◆ TASK DETAILS:
Reproduce every one of the records below verbatim, omitting the pictures from your answer.

◆ INFORMATION SHOWN:
= = = = =

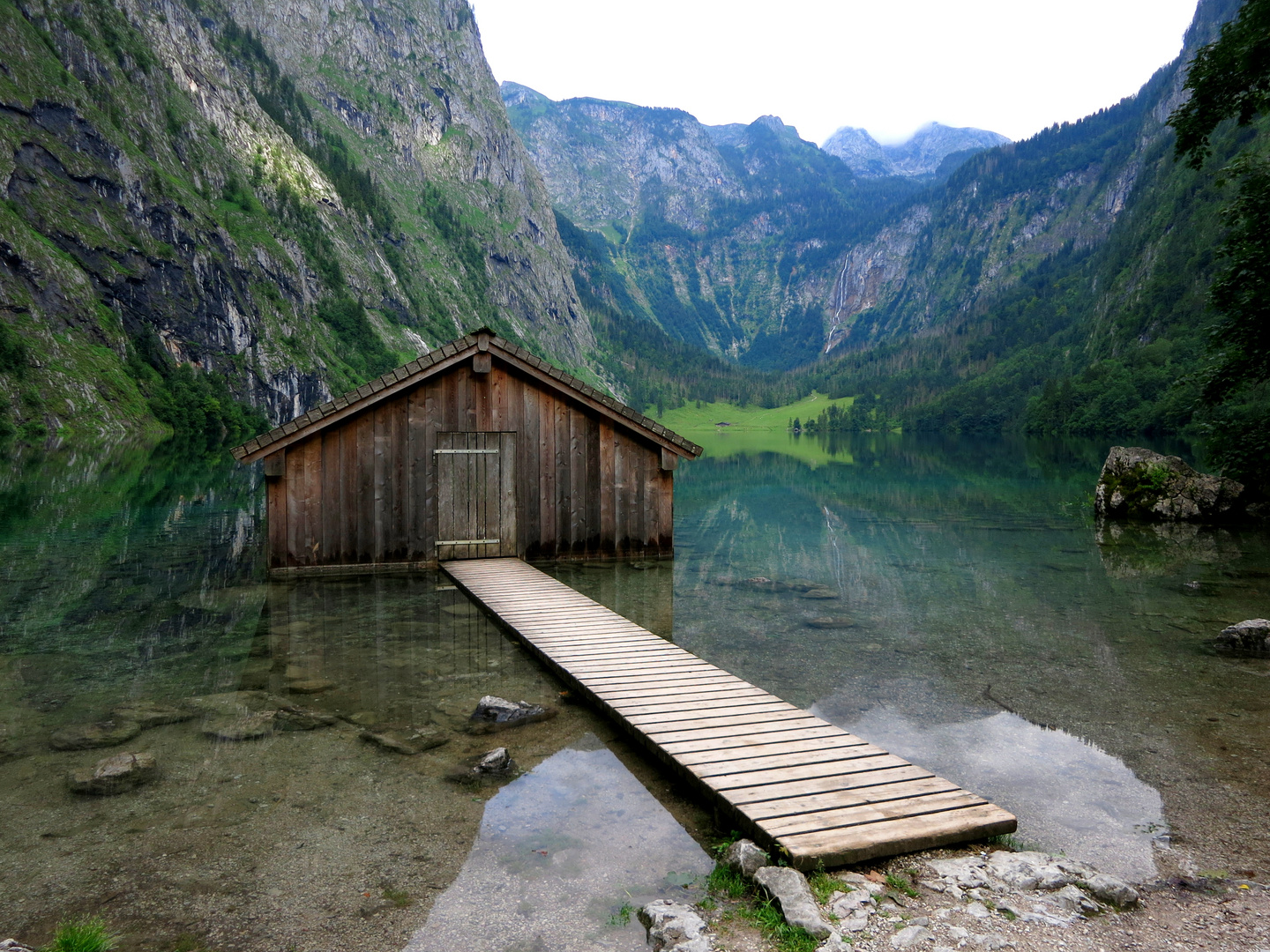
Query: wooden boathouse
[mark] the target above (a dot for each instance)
(476, 450)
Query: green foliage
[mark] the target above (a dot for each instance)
(623, 917)
(13, 352)
(903, 883)
(1241, 292)
(365, 352)
(198, 406)
(771, 923)
(1229, 78)
(81, 934)
(823, 886)
(725, 881)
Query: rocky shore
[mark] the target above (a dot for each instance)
(978, 897)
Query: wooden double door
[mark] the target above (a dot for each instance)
(475, 495)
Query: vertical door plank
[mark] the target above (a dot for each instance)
(444, 467)
(276, 495)
(606, 489)
(549, 528)
(378, 421)
(577, 480)
(430, 428)
(365, 487)
(493, 493)
(594, 487)
(564, 539)
(507, 517)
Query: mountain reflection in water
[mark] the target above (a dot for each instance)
(1070, 796)
(562, 852)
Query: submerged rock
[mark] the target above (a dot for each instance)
(407, 744)
(249, 726)
(297, 718)
(788, 889)
(310, 687)
(1139, 484)
(496, 714)
(88, 736)
(746, 859)
(1251, 636)
(819, 594)
(115, 775)
(147, 714)
(911, 937)
(673, 926)
(490, 766)
(832, 621)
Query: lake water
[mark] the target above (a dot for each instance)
(981, 625)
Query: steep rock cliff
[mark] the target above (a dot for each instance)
(721, 235)
(187, 192)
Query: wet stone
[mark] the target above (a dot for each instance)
(150, 715)
(490, 766)
(496, 714)
(839, 621)
(1250, 636)
(673, 926)
(790, 890)
(746, 859)
(88, 736)
(297, 718)
(250, 726)
(310, 687)
(407, 743)
(115, 775)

= = = = =

◆ SOLUTION:
Query: wooden boathouse
[mark] the target above (a dot for each instance)
(476, 450)
Query: green foliage
[mark] the target above (a dot for each instance)
(623, 917)
(13, 352)
(903, 883)
(1241, 292)
(365, 352)
(198, 406)
(771, 923)
(1229, 78)
(81, 934)
(823, 886)
(725, 881)
Query: rocky shore
[mark] the target above (a dot for each instance)
(978, 897)
Query: wooden double door
[mark] the target above (a dot for each instance)
(475, 495)
Query: vertical door plank
[mark] the target above (a dot for each instance)
(444, 467)
(276, 495)
(606, 489)
(549, 528)
(378, 421)
(577, 480)
(430, 428)
(365, 487)
(493, 493)
(594, 487)
(564, 539)
(507, 517)
Query: mountain reflection in water
[mark] the target above (a dot for each instance)
(1070, 796)
(562, 852)
Query: submerged rock
[mark] the target above (a dot for each instance)
(407, 744)
(249, 726)
(297, 718)
(788, 889)
(310, 687)
(1139, 484)
(496, 714)
(88, 736)
(746, 859)
(1251, 636)
(819, 594)
(115, 775)
(147, 714)
(911, 937)
(673, 926)
(490, 766)
(832, 621)
Query: lake water
[mark] the target above (a dot for each instance)
(981, 625)
Query: steep rock cliff
[mark] the target above (a dot for each instance)
(721, 235)
(187, 192)
Query: wet stone
[mark] the target above (a dot for each instance)
(150, 715)
(490, 766)
(496, 714)
(839, 621)
(1250, 636)
(673, 926)
(790, 890)
(746, 859)
(88, 736)
(297, 718)
(250, 726)
(310, 687)
(407, 743)
(115, 775)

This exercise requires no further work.